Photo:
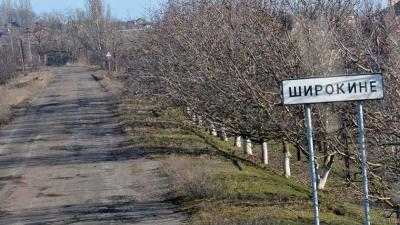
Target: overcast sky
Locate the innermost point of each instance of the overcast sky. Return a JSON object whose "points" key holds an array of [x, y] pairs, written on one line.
{"points": [[123, 9]]}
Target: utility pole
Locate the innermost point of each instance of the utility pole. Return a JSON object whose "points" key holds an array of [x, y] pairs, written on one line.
{"points": [[30, 56], [11, 41], [21, 45]]}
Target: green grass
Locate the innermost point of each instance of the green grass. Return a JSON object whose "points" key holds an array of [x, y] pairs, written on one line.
{"points": [[254, 195]]}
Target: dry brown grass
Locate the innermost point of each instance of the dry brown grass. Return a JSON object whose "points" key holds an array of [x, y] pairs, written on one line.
{"points": [[191, 178], [19, 90]]}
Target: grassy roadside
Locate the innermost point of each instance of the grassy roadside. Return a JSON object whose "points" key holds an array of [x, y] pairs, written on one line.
{"points": [[20, 90], [212, 189]]}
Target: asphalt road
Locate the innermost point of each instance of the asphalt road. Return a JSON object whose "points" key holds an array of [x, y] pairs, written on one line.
{"points": [[64, 160]]}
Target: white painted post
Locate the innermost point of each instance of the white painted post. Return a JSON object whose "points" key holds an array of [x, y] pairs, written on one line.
{"points": [[224, 137], [249, 147], [199, 121], [287, 156], [213, 130], [238, 141], [265, 153]]}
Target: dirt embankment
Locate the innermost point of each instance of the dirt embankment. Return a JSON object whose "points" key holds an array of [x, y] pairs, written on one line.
{"points": [[19, 90]]}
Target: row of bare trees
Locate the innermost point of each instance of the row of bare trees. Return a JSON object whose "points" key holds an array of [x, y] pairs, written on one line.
{"points": [[224, 60]]}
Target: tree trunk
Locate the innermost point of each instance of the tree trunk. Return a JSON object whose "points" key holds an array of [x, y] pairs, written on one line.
{"points": [[223, 137], [398, 215], [327, 169], [287, 155], [249, 147], [298, 154], [213, 131], [238, 142], [265, 153], [345, 142]]}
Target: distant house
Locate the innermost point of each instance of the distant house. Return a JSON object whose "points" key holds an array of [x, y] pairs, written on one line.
{"points": [[3, 32], [396, 6]]}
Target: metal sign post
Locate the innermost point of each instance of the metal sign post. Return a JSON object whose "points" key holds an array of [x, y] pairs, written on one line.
{"points": [[310, 140], [334, 89], [363, 159], [108, 56]]}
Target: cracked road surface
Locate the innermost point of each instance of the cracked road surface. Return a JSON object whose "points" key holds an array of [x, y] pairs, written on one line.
{"points": [[63, 161]]}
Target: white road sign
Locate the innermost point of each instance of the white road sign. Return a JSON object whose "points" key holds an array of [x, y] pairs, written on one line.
{"points": [[332, 89]]}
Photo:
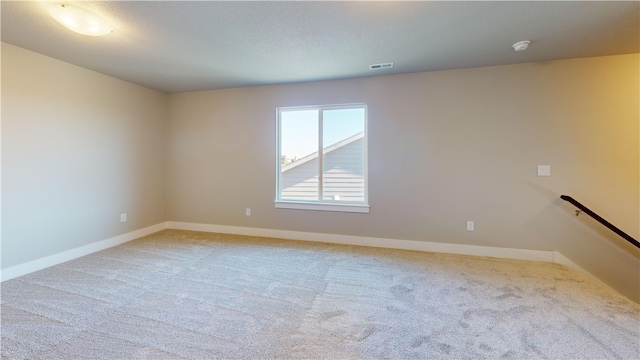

> **WHAT IS NEEDED**
Return every line of the material above that contains the word "sign", copying each one in full.

> **RESULT FOR THIS EXERCISE**
Target: metal sign post
Locate the innermost point of each instance of the metal sign post. Return a JSON object whose "points" key holds an array of [x, y] pairs, written on one line.
Target: white road sign
Locate the innermost point of each instance of the white road sign. Return a JSON object whose "points" key holds an array of [x, y] pairs, written on one line.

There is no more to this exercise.